Action item -> Of the entries below, return only those lines from the line with "Target: tractor front wheel" to the line with "of the sandy", exactly, both included.

** Opening Extracted information block **

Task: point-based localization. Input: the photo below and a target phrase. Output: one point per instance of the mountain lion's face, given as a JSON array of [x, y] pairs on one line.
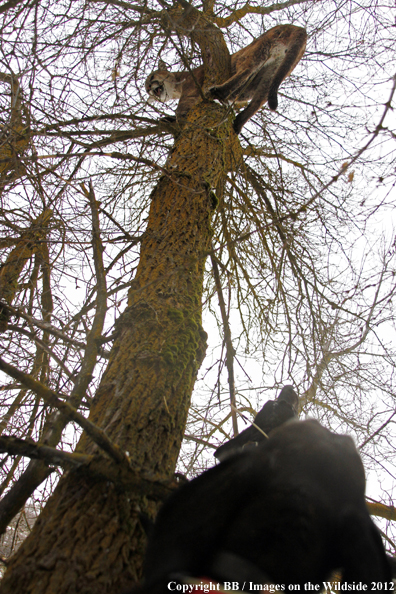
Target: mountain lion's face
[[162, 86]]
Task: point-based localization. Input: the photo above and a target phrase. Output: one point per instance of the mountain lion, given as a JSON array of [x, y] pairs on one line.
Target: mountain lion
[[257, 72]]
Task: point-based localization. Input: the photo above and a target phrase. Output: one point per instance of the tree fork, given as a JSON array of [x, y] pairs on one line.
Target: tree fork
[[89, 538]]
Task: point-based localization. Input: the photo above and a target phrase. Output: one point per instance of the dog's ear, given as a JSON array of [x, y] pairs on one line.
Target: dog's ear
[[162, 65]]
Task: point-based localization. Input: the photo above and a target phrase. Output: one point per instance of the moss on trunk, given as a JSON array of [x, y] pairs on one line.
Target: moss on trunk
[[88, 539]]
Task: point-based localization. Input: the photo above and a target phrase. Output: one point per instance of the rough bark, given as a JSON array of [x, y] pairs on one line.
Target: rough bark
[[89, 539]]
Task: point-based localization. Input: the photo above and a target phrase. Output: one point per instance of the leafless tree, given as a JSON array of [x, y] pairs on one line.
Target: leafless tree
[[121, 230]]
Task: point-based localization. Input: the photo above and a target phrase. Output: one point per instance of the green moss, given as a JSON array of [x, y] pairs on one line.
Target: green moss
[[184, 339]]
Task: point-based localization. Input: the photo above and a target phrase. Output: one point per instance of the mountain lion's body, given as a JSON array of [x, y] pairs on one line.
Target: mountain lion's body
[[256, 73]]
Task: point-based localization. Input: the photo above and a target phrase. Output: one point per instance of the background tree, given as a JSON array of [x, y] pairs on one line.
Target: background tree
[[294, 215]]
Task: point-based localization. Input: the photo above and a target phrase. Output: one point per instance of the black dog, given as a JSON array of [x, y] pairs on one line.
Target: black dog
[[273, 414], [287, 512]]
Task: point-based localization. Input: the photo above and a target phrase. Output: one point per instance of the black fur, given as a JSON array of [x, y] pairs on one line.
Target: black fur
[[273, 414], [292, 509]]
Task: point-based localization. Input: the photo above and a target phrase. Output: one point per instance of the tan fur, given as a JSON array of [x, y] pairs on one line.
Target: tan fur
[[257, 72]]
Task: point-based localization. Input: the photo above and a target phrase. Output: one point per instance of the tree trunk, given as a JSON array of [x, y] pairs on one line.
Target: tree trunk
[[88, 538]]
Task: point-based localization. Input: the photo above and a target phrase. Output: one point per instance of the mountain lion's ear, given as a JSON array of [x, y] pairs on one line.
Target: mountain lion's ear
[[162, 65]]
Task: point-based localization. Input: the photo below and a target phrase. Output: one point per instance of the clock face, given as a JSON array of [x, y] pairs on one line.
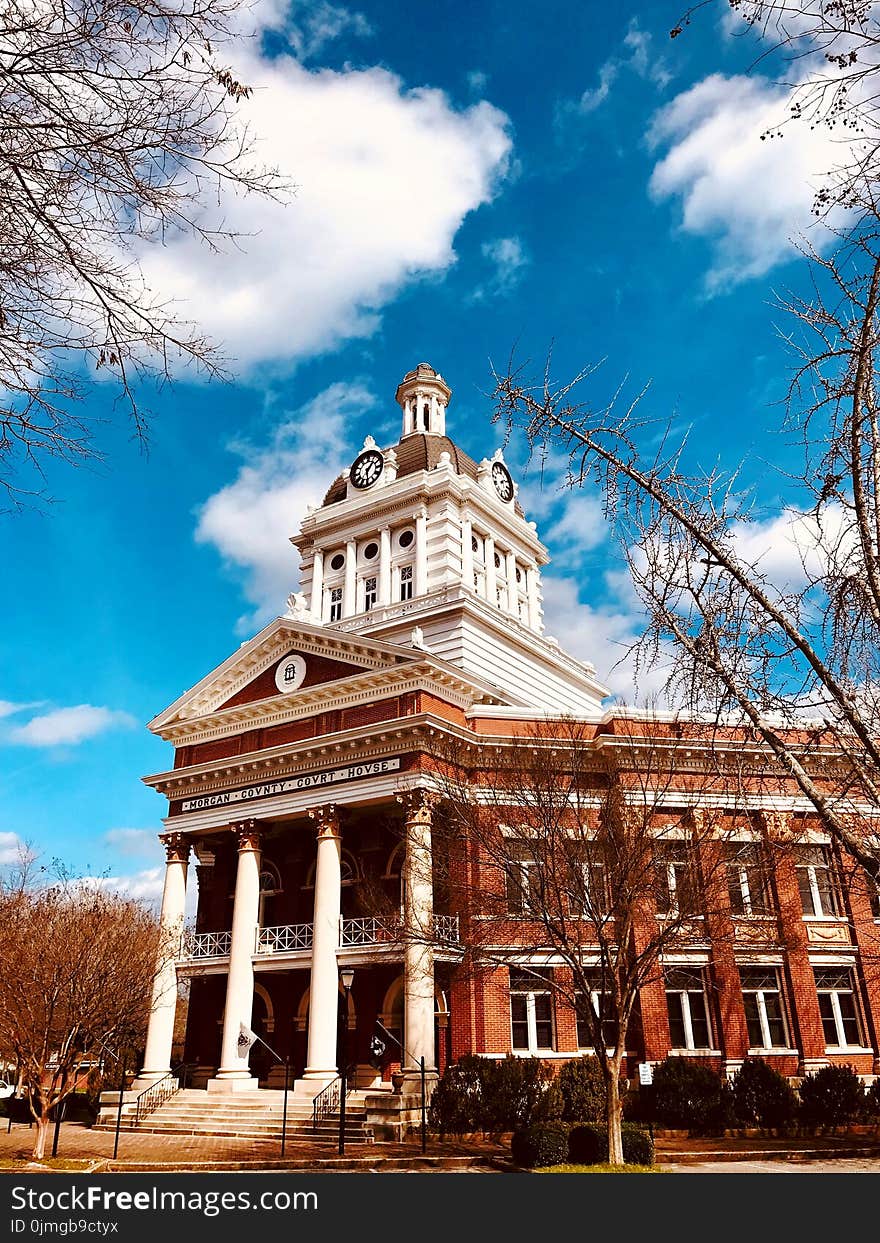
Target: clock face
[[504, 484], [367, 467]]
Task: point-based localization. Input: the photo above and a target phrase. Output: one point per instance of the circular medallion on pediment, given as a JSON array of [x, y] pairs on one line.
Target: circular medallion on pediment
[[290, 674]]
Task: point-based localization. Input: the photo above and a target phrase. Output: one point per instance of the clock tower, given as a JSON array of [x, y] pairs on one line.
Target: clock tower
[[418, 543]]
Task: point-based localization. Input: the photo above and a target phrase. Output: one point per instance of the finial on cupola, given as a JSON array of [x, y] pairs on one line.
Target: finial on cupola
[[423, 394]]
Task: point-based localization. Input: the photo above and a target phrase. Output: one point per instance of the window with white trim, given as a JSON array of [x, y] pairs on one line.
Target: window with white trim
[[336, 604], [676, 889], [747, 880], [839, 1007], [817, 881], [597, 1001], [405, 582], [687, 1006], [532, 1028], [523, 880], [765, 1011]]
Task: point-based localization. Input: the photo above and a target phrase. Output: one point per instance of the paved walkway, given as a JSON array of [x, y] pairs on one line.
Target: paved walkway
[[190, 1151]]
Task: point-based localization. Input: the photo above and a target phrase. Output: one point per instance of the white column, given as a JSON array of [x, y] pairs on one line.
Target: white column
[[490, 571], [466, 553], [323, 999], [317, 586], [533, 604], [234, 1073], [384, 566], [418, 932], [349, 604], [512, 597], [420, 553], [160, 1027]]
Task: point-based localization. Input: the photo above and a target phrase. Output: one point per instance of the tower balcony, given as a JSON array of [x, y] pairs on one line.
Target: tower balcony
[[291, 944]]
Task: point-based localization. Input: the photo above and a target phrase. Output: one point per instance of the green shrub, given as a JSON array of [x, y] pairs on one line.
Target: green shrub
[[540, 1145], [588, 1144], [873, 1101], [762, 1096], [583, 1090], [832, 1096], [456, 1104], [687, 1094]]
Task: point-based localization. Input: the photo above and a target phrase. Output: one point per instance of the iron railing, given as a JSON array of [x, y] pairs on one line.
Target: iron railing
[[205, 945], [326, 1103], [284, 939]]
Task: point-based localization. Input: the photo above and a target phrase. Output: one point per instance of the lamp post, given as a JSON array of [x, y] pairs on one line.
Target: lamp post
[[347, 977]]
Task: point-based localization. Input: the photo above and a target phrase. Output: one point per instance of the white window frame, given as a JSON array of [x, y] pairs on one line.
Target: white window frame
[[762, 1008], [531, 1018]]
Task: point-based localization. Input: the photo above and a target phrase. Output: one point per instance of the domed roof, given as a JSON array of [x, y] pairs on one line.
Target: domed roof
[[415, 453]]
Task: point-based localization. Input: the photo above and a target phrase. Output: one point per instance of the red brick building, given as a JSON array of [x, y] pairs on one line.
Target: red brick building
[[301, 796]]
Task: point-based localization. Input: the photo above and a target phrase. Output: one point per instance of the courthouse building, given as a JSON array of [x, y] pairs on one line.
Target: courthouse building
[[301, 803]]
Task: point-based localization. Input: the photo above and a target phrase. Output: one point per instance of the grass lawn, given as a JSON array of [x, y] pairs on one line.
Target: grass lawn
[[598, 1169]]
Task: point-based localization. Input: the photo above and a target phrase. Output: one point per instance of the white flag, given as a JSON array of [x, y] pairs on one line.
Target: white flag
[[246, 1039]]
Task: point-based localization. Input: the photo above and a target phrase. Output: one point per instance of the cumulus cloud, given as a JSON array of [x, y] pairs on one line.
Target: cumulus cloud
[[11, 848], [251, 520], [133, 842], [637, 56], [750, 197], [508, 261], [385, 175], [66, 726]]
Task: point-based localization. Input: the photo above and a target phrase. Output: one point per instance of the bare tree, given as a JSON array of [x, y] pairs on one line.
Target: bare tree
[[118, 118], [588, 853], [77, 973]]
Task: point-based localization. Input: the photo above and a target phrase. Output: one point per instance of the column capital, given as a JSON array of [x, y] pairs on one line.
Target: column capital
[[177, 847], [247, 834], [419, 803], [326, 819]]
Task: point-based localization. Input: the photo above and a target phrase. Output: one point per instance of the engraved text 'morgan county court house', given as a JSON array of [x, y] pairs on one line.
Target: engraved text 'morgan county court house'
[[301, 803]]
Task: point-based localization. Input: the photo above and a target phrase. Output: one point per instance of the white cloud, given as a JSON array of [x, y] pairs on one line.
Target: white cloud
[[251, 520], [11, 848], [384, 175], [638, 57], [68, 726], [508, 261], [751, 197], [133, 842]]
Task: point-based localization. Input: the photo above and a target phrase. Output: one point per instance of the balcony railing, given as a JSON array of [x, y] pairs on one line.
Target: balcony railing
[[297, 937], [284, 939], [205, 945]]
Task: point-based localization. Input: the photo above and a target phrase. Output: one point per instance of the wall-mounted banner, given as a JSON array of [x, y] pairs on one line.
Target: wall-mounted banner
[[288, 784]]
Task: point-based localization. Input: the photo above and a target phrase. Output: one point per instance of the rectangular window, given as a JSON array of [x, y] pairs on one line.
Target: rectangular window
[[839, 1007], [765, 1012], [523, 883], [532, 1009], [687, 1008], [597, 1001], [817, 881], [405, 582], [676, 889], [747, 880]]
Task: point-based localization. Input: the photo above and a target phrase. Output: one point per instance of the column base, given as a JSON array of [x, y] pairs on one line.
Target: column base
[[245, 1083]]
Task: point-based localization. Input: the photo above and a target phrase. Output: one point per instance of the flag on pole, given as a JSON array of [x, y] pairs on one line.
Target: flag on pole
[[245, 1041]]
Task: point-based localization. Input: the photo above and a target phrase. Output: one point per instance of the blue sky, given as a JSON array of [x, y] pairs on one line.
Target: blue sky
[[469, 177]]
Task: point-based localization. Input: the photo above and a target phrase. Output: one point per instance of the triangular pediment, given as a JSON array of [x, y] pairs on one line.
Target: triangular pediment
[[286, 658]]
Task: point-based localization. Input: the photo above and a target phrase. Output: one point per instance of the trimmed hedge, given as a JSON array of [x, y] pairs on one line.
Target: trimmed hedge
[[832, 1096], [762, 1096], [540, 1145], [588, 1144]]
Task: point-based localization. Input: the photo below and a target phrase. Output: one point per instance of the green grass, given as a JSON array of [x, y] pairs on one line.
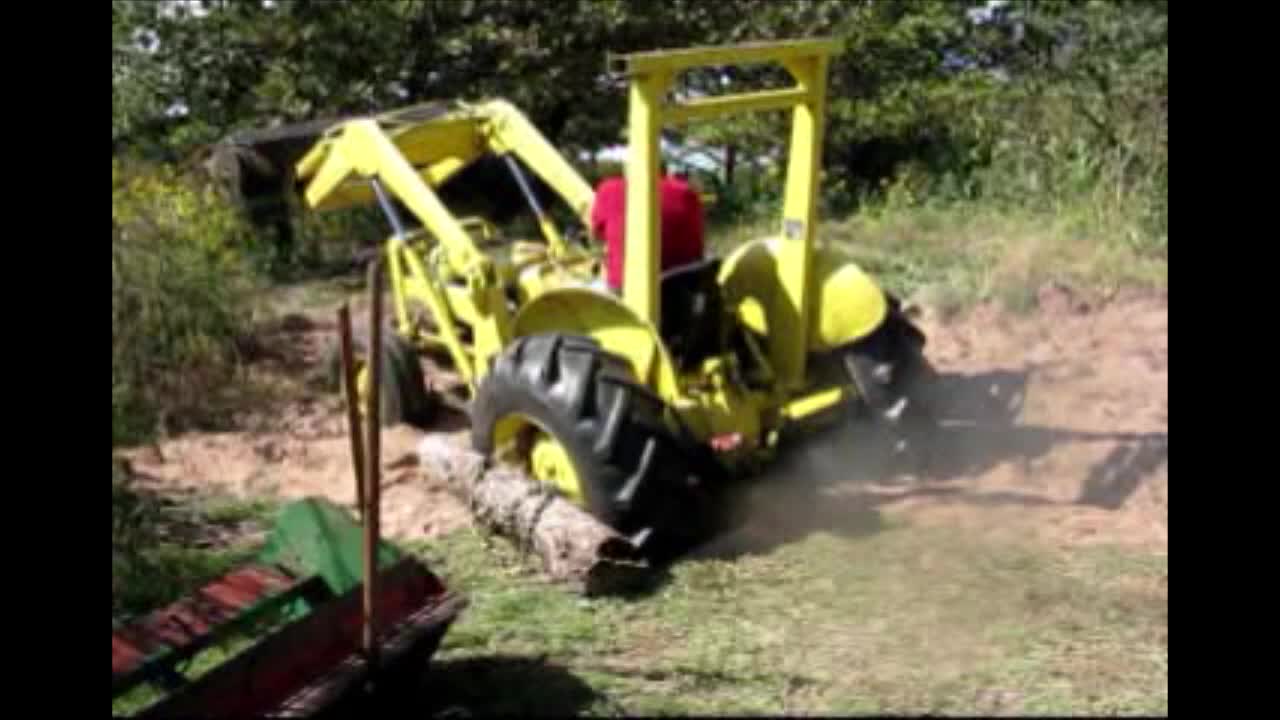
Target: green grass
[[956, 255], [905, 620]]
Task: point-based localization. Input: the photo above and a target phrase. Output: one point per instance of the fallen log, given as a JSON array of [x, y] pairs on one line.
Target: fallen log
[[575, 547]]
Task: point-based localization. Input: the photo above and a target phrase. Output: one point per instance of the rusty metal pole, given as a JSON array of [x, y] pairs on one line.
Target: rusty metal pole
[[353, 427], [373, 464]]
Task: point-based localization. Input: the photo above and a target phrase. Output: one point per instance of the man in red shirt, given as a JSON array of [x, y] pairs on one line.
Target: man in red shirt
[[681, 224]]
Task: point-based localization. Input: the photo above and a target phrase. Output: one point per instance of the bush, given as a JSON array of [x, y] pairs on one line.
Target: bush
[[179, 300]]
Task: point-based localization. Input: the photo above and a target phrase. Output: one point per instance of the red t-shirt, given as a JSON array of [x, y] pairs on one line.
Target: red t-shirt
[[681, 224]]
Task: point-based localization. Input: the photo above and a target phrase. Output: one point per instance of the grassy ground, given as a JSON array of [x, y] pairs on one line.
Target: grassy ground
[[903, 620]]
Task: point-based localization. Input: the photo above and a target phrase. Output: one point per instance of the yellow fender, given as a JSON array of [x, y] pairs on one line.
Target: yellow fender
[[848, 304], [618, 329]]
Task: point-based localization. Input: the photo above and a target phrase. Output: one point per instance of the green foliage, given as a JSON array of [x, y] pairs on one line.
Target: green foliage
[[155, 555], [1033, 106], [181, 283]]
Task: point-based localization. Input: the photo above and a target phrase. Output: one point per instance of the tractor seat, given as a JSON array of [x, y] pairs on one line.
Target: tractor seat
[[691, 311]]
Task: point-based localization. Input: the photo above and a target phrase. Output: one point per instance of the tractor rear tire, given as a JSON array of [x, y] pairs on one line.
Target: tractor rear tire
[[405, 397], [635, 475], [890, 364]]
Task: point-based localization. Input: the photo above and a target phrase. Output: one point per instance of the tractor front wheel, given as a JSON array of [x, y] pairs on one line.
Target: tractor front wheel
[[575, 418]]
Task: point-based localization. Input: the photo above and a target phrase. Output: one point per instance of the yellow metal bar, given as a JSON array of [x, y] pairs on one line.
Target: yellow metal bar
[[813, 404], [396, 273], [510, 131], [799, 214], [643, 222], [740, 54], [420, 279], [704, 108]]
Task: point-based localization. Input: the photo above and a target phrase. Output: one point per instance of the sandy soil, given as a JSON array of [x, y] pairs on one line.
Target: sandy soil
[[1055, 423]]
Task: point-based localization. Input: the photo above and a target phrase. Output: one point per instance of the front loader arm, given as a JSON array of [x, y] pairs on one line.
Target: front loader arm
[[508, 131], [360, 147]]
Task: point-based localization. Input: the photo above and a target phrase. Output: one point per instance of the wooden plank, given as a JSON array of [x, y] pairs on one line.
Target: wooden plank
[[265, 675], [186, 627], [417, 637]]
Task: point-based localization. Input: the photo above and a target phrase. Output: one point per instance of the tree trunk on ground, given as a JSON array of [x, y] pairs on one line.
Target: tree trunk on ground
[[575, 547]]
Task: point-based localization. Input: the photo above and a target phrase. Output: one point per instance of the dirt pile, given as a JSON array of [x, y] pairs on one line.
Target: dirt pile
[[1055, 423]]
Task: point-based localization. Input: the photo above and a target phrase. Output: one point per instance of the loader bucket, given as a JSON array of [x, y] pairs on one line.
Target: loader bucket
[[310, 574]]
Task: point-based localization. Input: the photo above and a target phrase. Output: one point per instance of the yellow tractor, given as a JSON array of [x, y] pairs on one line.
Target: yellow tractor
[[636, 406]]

** Closing Extracted information block **

Exercise answer ->
Target: tractor front wheel
[[575, 418]]
Task: point-based localization. Input: the photo above and a target phrase. Output: one point per instance of the yellow metal bar, given as a JSON array of [x, y] pairs on one line.
Target: yellow metal bar
[[813, 404], [396, 273], [510, 131], [799, 214], [643, 222], [740, 54], [420, 279], [704, 108]]
Task: point-based localization. Input: the photo above and a target phrase. Output: one point per instance of the sandy soil, given as a JSON array of [x, y] pairs on one line.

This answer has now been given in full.